-- Written problem --
Your output is the line containing "asphalt ground in the photo above." plus all lines after it to the end of the records, reproduced exactly, with nothing else.

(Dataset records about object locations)
○ ○ ○
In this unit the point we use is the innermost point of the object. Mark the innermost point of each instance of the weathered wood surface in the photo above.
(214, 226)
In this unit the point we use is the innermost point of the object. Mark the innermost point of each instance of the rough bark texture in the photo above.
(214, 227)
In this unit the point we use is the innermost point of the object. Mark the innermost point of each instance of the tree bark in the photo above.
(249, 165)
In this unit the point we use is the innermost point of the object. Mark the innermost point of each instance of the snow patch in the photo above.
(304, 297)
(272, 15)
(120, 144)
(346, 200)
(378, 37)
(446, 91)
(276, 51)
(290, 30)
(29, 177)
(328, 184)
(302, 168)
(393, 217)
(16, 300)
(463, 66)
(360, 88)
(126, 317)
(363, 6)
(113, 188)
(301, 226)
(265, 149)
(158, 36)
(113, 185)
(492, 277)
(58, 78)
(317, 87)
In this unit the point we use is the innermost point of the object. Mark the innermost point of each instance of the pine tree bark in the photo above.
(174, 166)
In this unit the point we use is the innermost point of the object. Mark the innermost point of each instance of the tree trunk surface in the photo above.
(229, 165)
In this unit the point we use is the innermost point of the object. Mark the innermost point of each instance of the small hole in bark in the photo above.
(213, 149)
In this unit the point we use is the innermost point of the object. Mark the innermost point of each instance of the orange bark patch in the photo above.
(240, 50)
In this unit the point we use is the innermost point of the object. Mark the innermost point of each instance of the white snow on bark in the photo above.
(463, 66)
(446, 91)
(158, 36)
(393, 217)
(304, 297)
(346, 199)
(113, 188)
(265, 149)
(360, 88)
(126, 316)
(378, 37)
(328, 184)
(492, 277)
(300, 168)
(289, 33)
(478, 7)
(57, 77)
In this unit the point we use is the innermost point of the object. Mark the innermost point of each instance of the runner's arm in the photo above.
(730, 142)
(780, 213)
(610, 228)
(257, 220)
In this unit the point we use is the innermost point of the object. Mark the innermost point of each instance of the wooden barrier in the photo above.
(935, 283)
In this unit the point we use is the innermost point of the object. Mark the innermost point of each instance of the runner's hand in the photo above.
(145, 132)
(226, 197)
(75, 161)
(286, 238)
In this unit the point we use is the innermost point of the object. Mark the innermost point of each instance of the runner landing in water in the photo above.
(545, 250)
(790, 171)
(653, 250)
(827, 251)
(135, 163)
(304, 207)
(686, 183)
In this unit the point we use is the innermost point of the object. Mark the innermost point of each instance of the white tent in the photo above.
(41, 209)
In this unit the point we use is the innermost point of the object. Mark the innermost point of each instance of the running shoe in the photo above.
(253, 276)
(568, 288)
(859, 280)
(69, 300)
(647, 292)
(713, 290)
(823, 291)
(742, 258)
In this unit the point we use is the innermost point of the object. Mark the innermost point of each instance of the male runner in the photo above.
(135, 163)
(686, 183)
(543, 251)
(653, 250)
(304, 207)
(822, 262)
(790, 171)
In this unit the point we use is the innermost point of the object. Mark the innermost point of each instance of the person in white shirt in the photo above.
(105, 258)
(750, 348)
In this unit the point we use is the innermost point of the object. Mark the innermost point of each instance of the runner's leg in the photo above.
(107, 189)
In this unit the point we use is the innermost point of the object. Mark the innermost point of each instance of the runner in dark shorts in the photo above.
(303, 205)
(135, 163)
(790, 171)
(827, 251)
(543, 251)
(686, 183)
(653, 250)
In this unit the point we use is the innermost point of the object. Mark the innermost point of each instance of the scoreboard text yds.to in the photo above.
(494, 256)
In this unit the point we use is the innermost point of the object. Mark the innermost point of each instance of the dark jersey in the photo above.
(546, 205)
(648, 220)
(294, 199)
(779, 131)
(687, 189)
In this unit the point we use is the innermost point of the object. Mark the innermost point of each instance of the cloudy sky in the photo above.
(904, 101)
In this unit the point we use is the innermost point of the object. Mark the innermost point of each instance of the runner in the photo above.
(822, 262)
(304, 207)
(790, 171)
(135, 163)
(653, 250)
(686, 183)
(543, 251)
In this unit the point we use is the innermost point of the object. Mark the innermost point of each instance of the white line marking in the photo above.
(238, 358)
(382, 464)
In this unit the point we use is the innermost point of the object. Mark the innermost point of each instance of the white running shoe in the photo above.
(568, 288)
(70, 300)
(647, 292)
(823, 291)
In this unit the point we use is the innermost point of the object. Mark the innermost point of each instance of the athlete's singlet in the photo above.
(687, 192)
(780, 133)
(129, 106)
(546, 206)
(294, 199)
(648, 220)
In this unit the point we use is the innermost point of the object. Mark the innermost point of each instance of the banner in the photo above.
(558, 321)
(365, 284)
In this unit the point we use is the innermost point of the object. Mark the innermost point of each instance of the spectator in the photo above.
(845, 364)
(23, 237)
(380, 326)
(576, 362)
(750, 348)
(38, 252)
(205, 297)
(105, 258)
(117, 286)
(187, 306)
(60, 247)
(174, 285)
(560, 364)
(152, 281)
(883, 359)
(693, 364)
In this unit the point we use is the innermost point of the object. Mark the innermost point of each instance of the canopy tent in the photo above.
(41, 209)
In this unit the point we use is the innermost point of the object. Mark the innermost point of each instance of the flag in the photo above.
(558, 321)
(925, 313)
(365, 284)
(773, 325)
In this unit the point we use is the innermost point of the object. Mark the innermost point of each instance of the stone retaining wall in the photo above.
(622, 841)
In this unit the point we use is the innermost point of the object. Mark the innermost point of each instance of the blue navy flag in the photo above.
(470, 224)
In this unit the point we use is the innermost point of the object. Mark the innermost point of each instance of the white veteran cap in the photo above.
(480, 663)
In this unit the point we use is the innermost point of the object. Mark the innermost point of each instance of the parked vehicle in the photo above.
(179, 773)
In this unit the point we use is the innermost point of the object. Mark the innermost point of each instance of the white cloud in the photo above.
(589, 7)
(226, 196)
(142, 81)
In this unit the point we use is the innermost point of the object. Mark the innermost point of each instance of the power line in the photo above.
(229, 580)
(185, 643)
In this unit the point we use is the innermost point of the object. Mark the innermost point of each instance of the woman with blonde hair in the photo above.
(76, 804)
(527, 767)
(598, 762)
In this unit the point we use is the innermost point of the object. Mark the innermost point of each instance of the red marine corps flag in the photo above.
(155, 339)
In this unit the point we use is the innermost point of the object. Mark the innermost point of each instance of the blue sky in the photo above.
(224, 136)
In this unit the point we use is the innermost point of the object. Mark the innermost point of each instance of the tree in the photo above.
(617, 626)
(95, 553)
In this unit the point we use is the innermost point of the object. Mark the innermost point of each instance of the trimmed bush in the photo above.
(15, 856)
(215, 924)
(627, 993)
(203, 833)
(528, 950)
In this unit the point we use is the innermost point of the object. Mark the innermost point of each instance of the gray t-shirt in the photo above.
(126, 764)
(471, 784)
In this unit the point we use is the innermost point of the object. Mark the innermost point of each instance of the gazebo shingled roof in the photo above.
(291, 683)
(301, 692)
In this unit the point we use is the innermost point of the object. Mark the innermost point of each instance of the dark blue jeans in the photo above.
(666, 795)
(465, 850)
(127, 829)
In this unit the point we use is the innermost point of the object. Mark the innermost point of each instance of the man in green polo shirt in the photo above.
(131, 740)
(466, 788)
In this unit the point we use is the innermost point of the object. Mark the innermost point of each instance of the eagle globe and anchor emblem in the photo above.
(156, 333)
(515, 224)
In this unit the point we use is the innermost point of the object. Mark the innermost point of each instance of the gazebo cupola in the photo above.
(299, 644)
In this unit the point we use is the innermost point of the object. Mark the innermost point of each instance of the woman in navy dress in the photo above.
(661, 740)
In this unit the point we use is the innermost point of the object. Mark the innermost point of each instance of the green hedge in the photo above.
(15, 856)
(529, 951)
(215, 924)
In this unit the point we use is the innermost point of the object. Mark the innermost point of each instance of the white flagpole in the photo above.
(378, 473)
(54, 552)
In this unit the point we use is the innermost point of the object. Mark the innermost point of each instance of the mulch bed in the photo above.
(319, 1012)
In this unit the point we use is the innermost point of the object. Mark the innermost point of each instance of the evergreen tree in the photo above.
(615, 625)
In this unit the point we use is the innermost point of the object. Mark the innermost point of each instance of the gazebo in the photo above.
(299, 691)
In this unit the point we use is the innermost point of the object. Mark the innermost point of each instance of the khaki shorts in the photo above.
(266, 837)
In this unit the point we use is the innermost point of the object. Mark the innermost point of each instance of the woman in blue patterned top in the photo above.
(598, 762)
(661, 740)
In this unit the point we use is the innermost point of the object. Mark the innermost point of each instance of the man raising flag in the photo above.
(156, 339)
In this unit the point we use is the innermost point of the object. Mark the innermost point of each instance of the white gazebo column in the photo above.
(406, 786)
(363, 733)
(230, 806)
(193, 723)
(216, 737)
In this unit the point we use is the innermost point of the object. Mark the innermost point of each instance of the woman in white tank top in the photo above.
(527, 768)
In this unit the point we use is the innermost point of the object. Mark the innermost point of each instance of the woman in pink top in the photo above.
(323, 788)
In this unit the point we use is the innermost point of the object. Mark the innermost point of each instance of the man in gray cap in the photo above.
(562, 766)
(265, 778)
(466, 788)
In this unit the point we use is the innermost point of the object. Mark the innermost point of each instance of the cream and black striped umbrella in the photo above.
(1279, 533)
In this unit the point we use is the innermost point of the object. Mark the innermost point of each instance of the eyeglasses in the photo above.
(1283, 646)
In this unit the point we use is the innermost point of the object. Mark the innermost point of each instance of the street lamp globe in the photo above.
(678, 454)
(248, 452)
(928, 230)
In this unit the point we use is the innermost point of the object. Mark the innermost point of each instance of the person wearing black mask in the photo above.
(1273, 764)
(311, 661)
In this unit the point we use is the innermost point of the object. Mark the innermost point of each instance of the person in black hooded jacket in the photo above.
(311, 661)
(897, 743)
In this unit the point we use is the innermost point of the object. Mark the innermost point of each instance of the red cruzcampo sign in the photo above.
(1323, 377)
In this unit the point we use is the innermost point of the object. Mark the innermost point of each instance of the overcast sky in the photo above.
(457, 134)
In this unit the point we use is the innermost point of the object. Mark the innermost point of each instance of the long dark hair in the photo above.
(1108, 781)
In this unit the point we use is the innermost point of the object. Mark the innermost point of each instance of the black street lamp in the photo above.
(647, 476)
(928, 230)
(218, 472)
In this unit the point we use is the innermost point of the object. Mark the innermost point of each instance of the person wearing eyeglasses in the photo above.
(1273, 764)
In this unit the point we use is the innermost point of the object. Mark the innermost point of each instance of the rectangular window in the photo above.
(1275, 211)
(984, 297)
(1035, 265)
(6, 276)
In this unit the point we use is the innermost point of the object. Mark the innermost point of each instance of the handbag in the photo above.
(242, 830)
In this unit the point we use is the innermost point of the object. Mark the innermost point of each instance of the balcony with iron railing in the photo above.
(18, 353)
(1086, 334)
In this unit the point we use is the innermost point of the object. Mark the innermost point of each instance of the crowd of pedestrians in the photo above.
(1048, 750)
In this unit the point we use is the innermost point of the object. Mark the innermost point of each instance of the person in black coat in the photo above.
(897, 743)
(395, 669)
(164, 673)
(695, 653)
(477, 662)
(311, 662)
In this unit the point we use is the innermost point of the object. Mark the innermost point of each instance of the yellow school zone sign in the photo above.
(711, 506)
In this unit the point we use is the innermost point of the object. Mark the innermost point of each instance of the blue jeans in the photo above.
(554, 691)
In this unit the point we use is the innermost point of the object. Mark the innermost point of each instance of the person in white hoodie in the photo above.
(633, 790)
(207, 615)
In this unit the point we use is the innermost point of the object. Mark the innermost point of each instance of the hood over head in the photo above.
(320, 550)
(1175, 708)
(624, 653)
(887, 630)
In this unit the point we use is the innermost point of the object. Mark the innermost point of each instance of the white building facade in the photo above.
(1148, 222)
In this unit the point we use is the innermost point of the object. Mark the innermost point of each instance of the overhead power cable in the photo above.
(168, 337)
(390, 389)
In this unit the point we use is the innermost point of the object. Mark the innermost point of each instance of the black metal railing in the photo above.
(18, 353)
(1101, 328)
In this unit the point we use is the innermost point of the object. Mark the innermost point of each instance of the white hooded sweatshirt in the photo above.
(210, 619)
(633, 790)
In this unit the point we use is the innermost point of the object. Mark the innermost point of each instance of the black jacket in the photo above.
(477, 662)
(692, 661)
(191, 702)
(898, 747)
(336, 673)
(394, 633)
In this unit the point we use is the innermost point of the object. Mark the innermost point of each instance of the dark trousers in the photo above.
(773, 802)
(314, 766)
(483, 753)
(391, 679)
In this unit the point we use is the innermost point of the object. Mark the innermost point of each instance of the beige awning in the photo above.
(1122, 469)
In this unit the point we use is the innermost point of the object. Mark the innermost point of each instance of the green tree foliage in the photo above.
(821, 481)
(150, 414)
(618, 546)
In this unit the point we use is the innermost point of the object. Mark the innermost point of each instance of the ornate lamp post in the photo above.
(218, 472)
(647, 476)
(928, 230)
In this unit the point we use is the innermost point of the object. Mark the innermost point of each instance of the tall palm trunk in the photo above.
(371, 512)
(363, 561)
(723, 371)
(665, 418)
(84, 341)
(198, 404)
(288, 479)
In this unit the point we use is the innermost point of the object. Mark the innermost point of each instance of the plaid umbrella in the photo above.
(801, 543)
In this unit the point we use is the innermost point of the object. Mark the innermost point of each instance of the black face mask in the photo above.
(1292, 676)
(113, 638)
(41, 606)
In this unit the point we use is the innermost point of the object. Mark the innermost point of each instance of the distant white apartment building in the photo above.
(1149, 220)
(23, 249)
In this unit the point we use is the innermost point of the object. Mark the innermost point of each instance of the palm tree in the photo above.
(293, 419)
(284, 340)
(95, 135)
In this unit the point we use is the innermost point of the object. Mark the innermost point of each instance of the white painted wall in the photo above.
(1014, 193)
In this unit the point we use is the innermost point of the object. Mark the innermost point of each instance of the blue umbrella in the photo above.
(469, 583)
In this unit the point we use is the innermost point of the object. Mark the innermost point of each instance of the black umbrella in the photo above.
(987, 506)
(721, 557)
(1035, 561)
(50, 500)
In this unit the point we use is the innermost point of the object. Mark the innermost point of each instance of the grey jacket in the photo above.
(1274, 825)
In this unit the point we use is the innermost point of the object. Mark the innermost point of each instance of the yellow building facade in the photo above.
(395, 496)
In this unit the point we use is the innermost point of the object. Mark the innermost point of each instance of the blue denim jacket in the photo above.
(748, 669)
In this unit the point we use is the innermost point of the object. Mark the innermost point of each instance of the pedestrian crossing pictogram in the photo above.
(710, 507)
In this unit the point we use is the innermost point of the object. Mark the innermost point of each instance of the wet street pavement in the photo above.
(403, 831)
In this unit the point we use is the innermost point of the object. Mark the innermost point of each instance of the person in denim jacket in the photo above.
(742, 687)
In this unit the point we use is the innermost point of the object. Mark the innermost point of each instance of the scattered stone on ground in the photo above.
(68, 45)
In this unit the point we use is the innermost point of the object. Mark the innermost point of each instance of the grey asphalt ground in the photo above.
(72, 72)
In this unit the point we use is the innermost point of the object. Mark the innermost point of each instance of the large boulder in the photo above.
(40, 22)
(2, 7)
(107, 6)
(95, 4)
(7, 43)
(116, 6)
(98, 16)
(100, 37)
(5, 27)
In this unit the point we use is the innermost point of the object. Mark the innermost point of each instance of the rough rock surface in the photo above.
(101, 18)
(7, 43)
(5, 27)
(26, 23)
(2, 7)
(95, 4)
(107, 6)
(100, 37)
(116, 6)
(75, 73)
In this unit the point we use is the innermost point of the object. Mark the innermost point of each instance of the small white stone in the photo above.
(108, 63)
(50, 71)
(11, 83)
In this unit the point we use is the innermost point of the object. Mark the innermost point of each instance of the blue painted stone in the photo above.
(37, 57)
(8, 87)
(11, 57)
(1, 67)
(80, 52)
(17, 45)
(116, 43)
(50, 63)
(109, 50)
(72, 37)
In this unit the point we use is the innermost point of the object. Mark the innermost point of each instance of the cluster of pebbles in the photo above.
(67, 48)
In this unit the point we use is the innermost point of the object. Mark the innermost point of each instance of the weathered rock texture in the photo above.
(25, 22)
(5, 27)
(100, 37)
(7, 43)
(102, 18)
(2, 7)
○ ○ ○
-- Result of the exercise --
In this unit the point we use is the innermost point of the object. Mark the innermost point of each instance of the grey asphalt ground in the photo above.
(72, 72)
In this unit the point we use is the innermost point of the object. Mark the innermost point of each instance of the large boulder in the photo above.
(40, 22)
(2, 7)
(107, 6)
(95, 4)
(7, 43)
(116, 6)
(98, 16)
(100, 37)
(5, 27)
In this unit the point we use is the innermost point of the object. Mark the innermost point of each instance of the rough rock surface in the photo above.
(101, 18)
(7, 43)
(5, 27)
(26, 23)
(2, 7)
(95, 4)
(107, 6)
(100, 37)
(116, 6)
(75, 73)
In this unit the point we use is the innermost point of the object. Mark the innermost point of each instance of the small white stone in the photo above.
(108, 63)
(50, 71)
(11, 83)
In this unit the point we use is the innermost point of the object. Mark the innermost point of each instance of the blue painted stone in the photo above.
(37, 57)
(8, 87)
(11, 57)
(1, 67)
(80, 52)
(17, 45)
(116, 43)
(50, 63)
(109, 50)
(72, 37)
In this unit the point we use is the innermost point of the object. Mark the innermost point of each instance of the cluster of pebbles in the photo above.
(67, 48)
In this unit the point we use is the innermost point of the object. Mark the innermost point of each instance of the weathered rock texture in the photo above.
(25, 22)
(5, 27)
(100, 37)
(7, 43)
(102, 18)
(2, 7)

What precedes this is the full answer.